• Required work
Lay out every line of the items below as a Markdown table, leaving out any blank lines. Use two columns: "Row" for the row number and "Line" for the line itself.

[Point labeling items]

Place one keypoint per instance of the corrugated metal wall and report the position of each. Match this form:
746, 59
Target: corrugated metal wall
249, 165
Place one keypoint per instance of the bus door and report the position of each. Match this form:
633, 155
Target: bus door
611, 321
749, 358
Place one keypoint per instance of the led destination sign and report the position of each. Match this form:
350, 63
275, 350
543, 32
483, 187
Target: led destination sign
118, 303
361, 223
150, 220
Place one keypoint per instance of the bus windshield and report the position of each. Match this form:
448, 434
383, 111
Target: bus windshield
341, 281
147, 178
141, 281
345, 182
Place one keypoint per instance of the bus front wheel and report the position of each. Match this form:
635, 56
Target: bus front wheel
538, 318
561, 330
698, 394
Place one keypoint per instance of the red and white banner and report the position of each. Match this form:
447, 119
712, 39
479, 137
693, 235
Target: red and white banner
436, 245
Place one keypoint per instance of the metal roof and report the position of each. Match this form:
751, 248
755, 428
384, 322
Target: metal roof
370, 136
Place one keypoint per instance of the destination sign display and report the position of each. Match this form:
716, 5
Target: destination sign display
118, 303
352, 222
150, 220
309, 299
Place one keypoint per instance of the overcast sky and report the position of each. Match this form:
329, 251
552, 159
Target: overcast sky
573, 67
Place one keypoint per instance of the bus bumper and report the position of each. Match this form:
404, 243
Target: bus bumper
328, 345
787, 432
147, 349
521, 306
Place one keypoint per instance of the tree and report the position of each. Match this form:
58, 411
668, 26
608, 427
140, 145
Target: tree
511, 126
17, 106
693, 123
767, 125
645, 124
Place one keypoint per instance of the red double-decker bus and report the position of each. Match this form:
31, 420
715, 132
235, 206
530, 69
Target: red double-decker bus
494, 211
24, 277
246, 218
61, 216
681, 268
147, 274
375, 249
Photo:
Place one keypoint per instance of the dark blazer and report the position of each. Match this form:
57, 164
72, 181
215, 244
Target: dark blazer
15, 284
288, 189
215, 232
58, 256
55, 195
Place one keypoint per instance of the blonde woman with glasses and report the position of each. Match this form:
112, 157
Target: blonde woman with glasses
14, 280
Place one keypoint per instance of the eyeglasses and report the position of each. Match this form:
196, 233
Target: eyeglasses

• Output of the exercise
| Row | Line |
|---|---|
| 1 | Place one keypoint per instance of the corrugated metal wall and report the position of each. Match this form: |
| 2 | 746, 59 |
| 3 | Target: corrugated metal wall |
| 4 | 249, 165 |
| 5 | Place one keypoint per instance of the bus door and report the position of each. Match this form: |
| 6 | 633, 155 |
| 7 | Target: bus door |
| 8 | 611, 321 |
| 9 | 749, 358 |
| 10 | Place one keypoint per instance of the led destination sign and report the position of each. Match this form: |
| 11 | 350, 63 |
| 12 | 275, 350 |
| 13 | 543, 32 |
| 14 | 483, 187 |
| 15 | Target: led destination sign |
| 16 | 118, 303 |
| 17 | 361, 223 |
| 18 | 150, 220 |
| 19 | Place one keypoint per instance of the bus windshield and report the position of each. Match this form: |
| 20 | 448, 434 |
| 21 | 383, 111 |
| 22 | Target: bus windshield |
| 23 | 341, 281 |
| 24 | 147, 178 |
| 25 | 141, 281 |
| 26 | 345, 182 |
| 27 | Place one keypoint per instance of the bus front wheel and report the position of each. Match this form: |
| 28 | 635, 56 |
| 29 | Target: bus front wheel |
| 30 | 538, 318 |
| 31 | 561, 330 |
| 32 | 698, 394 |
| 33 | Place one keypoint per instance of the red and white banner and report the position of each. Match this form: |
| 34 | 447, 119 |
| 35 | 712, 39 |
| 36 | 479, 137 |
| 37 | 693, 235 |
| 38 | Target: red and white banner |
| 39 | 436, 245 |
| 40 | Place one keypoint per instance of the metal roof and report the position of each. Match this form: |
| 41 | 751, 248 |
| 42 | 755, 428 |
| 43 | 384, 322 |
| 44 | Target: metal roof |
| 45 | 370, 136 |
| 46 | Place one keypoint per instance of the destination sign display and report the position of each. Match this form: |
| 47 | 716, 5 |
| 48 | Target: destination sign display |
| 49 | 118, 303 |
| 50 | 352, 222 |
| 51 | 150, 220 |
| 52 | 309, 299 |
| 53 | Place one keypoint per instance of the overcast sky and report the position of each. Match this form: |
| 54 | 329, 251 |
| 55 | 552, 159 |
| 56 | Target: overcast sky |
| 57 | 573, 67 |
| 58 | Place one keypoint per instance of the bus bumper and report the position of each. Match this form: |
| 59 | 404, 243 |
| 60 | Target: bus bumper |
| 61 | 328, 345 |
| 62 | 787, 432 |
| 63 | 147, 349 |
| 64 | 521, 306 |
| 65 | Place one keypoint per instance of the tree and report the position of each. Match this form: |
| 66 | 58, 411 |
| 67 | 668, 26 |
| 68 | 608, 427 |
| 69 | 140, 145 |
| 70 | Target: tree |
| 71 | 511, 126 |
| 72 | 17, 106 |
| 73 | 693, 123 |
| 74 | 767, 125 |
| 75 | 645, 124 |
| 76 | Place one keypoint per instance of the red double-decker bus and report the position of each. Match this form: |
| 77 | 31, 420 |
| 78 | 715, 132 |
| 79 | 235, 206 |
| 80 | 530, 69 |
| 81 | Target: red double-decker bus |
| 82 | 494, 211 |
| 83 | 24, 277 |
| 84 | 246, 218 |
| 85 | 61, 216 |
| 86 | 681, 268 |
| 87 | 147, 274 |
| 88 | 375, 249 |
| 89 | Photo: |
| 90 | Place one keypoint per instance of the dark blazer and report the position of each. Match this form: |
| 91 | 57, 164 |
| 92 | 72, 181 |
| 93 | 215, 244 |
| 94 | Target: dark blazer |
| 95 | 15, 284 |
| 96 | 288, 189 |
| 97 | 215, 232 |
| 98 | 58, 256 |
| 99 | 55, 195 |
| 100 | Place one keypoint per instance of the blonde woman with glasses and report the position of each. Match this form: |
| 101 | 112, 157 |
| 102 | Target: blonde woman with glasses |
| 103 | 14, 280 |
| 104 | Place one keypoint per instance of the eyeglasses and report the position of each. Match this form: |
| 105 | 196, 233 |
| 106 | Target: eyeglasses |